Given request: Extract every line below, verbatim.
[Begin Supplied data]
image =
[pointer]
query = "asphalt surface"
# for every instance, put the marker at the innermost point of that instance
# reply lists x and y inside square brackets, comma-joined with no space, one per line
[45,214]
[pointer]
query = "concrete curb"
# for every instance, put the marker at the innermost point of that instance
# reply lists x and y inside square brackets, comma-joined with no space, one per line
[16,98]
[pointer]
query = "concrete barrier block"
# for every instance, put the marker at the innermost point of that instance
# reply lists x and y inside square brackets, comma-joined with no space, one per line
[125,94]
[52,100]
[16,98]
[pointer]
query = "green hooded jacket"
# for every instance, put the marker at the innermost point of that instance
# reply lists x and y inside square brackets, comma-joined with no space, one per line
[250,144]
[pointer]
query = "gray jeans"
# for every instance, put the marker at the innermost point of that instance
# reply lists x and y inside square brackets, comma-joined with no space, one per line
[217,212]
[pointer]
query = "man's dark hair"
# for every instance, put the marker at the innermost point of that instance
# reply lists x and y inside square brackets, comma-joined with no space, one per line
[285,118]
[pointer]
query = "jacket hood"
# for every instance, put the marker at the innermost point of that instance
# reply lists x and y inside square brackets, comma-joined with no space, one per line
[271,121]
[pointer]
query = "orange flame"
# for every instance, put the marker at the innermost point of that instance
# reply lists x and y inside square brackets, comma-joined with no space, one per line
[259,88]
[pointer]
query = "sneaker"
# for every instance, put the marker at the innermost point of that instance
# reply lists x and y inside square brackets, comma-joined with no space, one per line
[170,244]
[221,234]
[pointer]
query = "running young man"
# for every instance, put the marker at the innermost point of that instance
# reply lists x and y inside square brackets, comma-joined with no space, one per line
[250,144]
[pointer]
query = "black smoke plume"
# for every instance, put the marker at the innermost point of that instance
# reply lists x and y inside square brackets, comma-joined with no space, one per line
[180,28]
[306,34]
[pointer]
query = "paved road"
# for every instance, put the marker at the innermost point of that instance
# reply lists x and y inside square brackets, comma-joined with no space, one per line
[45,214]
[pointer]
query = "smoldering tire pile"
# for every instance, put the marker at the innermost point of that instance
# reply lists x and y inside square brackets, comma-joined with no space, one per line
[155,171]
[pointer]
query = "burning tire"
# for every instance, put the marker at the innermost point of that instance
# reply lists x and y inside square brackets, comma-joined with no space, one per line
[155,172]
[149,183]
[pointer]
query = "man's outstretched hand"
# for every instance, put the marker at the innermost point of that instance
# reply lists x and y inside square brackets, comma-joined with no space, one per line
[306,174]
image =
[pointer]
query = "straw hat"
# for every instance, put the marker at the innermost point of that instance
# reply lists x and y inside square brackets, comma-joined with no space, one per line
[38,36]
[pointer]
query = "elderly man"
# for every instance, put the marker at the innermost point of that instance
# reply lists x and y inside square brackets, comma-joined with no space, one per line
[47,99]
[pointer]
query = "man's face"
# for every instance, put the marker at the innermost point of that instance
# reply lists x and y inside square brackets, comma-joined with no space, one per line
[End Supplied data]
Solution below:
image =
[pointer]
query = "asphalt surface"
# for every instance, put the marker at the innermost point of that instance
# reply lists x and y inside square brackets, comma-joined with no space, one per line
[45,214]
[pointer]
query = "concrete curb"
# for every instance, put the marker at the innermost point of that instance
# reply lists x and y inside square brackets, comma-joined with no space, one per line
[16,98]
[pointer]
query = "concrete barrier block"
# for every instance, put the marker at the innermost point of that instance
# reply lists x and y inside square brackets, comma-joined with no space, one per line
[125,94]
[52,100]
[16,98]
[pointer]
query = "green hooded jacket"
# for every instance, put the marker at the innermost point of that instance
# reply lists x and y inside square brackets, comma-joined with no space, one per line
[250,144]
[pointer]
query = "gray jeans"
# for every instance, put the marker at the innermost point of that instance
# reply lists x and y inside square brackets, comma-joined with no space, one per line
[217,212]
[pointer]
query = "man's dark hair"
# for every instance, put the marker at the innermost point of that instance
# reply lists x and y inside square brackets, comma-joined with no space, one per line
[285,118]
[pointer]
query = "jacket hood"
# for every instance, put the marker at the innermost point of that instance
# reply lists x and y inside square brackets, comma-joined with no space, one per line
[271,121]
[pointer]
query = "orange flame"
# for every instance, put the marker at the innermost point of that instance
# reply lists x and y inside square brackets, comma-joined with no space, one per line
[259,88]
[pointer]
query = "sneaker"
# for every instance, put the marker at the innermost point of that instance
# reply lists x and y inside square brackets, comma-joined with no space, one per line
[170,244]
[221,234]
[pointer]
query = "running young man"
# for every instance, put the marker at the innermost point of that instance
# reply lists x and y inside square brackets, comma-joined with no space, one per line
[250,144]
[pointer]
query = "black smoke plume"
# for every instance, put the marker at the innermost point of that instance
# reply lists x and y inside square brackets, comma-joined with no space, one per line
[180,28]
[306,34]
[pointer]
query = "paved road"
# for every instance, put the marker at the innermost point of that instance
# reply lists x and y inside square brackets, comma-joined with no space, one per line
[45,214]
[pointer]
query = "smoldering tire pile"
# for every instance, put the marker at the innermost point of that instance
# reply lists x and y inside square brackets, comma-joined with no space, one per line
[155,171]
[pointer]
query = "burning tire"
# for every instance, put the marker at the innermost point of that instance
# reply lists x and y inside square brackets, comma-joined with no space, one per line
[155,172]
[149,183]
[pointer]
query = "man's outstretched hand"
# for every instance, put the marker at the innermost point of that instance
# reply lists x and y inside square brackets, comma-joined with no space, one per line
[306,174]
image =
[pointer]
query = "straw hat"
# for every instance, put the marker at the innermost point of that instance
# reply lists x and y inside square brackets, comma-joined with no space, one per line
[38,36]
[pointer]
query = "elderly man"
# for every instance, put the marker at the innermost point of that instance
# reply lists x and y inside square brackets, comma-joined with no space, one per line
[47,99]
[pointer]
query = "man's face"
# for every instance, put the marker at the innermost point of that instance
# reply lists x and y inside square brackets, comma-joined with no space, one per line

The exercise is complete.